Flexible Robot Planning for Human-Robot Interaction
To improve industrial acceptance, HRI systems need to improve the speed and robustness they realize without compromising on safety. The robustness of HRI cells can be reduced when safety or protective stops are triggered, which can also give delays which make integration to an assembly line difficult. Methods that improve the robot's ability to avoid contact situations - by changing the trajectory or task sequence - can help reduce the frequency of safety events, improving productivity.
However, to dynamically re-plan the robot's trajectory or task sequence online is typically difficult. Even offline simultaneous planning of trajectory with task sequence from a task specification is difficult - much less doing this dynamically in response to changes in human or environment. Simplifications are needed - a major one is considering a reference trajectory and sequence, and planning deviations from that online. Emerging technologies, such as Realtime Robotics, allow deviations from a planned trajectory online, but cannot make decisions such as switching task if the robot is blocked at the current task. Converging is developing methods that allow dynamic re-planning of a robot's trajectory online in complex, sequential tasks. A key ingredient for this is supporting online or triggered, fast planning methods which can respond to the changes in the human pose, environment configuration, or task state. However, the changes might substantially change the feasibility or performance of an action - methods are also needed which can allow the robot to switch tasks to something that might be more efficient as needed. Such a task interruption, in sequential tasks typical for industrial applications (pick up component, perform multiple alignment and insertion steps, validate) can result in incomplete tasks which should then be resumed. This introduces a third major challenge for flexible planning, which Converging is also aiming to address.
──────────────────────────────
→ Activities
[a] In the robot planning text, what kind of decision can emerging technologies such as Realtime Robotics not make?
[b] List the steps the robot planning text gives as an example of a sequential industrial task.
[c] Write one more paragraph that carries the robot planning text on from its final sentence.

→ Dataset extract
──────────────────────────────
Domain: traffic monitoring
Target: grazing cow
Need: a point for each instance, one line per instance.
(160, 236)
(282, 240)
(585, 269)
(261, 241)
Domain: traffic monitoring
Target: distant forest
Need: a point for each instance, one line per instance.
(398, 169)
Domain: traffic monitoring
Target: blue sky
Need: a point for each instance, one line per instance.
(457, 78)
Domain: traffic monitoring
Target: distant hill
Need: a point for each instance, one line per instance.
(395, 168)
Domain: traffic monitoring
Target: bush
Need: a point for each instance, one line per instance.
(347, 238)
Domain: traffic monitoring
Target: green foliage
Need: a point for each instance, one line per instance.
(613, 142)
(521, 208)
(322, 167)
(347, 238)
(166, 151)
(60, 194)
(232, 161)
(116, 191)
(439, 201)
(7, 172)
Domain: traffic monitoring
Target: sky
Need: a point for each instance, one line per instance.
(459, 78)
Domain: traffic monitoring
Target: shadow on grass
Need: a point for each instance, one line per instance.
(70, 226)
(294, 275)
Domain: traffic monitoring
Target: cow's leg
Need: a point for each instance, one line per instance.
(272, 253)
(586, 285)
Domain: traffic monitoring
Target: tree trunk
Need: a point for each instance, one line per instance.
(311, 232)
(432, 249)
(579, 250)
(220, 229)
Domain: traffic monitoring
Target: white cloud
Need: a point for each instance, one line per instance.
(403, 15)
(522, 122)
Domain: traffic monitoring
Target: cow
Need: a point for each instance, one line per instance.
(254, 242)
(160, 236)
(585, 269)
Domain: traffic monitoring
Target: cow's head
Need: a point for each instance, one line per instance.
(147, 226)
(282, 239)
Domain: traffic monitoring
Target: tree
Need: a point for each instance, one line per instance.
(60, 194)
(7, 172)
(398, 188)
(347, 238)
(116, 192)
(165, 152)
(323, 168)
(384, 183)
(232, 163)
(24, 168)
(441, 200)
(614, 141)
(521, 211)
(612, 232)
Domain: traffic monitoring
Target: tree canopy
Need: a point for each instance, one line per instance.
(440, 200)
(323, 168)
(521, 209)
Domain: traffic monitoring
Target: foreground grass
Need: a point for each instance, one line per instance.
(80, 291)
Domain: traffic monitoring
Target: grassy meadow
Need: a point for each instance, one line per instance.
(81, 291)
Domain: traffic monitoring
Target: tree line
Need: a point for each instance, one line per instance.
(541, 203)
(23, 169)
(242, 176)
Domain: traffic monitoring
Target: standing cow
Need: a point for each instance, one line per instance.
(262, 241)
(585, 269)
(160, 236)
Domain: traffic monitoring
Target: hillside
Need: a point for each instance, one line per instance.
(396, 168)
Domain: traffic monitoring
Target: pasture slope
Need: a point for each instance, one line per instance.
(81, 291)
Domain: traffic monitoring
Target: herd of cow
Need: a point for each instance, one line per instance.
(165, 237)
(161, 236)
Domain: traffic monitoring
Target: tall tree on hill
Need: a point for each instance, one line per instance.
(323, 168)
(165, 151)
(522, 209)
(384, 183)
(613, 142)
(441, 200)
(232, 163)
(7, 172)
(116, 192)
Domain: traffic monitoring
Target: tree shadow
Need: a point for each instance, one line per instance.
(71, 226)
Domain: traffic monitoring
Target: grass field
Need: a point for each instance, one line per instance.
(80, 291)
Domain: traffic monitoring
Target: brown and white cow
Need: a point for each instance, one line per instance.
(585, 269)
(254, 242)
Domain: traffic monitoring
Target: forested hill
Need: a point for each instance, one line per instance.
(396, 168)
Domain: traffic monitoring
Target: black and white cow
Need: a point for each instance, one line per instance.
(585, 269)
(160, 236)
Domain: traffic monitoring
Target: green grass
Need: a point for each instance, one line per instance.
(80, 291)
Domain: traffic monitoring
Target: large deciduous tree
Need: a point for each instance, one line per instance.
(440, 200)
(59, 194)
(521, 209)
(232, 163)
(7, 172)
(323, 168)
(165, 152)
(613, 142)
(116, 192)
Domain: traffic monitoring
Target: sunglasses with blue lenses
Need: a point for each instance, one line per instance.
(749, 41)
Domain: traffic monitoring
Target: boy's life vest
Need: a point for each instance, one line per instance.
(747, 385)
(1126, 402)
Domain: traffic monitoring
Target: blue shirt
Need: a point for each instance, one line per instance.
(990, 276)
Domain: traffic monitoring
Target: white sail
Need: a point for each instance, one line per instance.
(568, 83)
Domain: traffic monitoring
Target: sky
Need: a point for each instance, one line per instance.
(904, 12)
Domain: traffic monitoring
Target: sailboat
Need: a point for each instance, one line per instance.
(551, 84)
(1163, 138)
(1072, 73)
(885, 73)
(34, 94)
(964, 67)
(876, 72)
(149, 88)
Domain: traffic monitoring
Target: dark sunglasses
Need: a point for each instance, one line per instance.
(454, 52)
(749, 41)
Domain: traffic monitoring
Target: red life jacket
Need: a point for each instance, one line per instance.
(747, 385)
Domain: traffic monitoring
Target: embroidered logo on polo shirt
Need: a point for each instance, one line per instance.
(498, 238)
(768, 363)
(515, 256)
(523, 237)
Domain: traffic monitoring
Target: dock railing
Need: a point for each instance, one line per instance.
──────────────────────────────
→ Written responses
[a] They cannot switch tasks when the robot is blocked at its current task.

[b] Pick up component; perform multiple alignment and insertion steps; validate.

[c]
With these techniques, robots should be able to react to changes in the environment or human motion, adjusting their trajectory to improve safety or human acceptance. Robots should also be able to switch and resume tasks as needed, allowing the robot to be productive when blocked at a certain activity. Together, these capabilities should improve the speed and productivity of robots by reducing the frequency of protective stops and improving the time utilization of the robot in shared workspaces.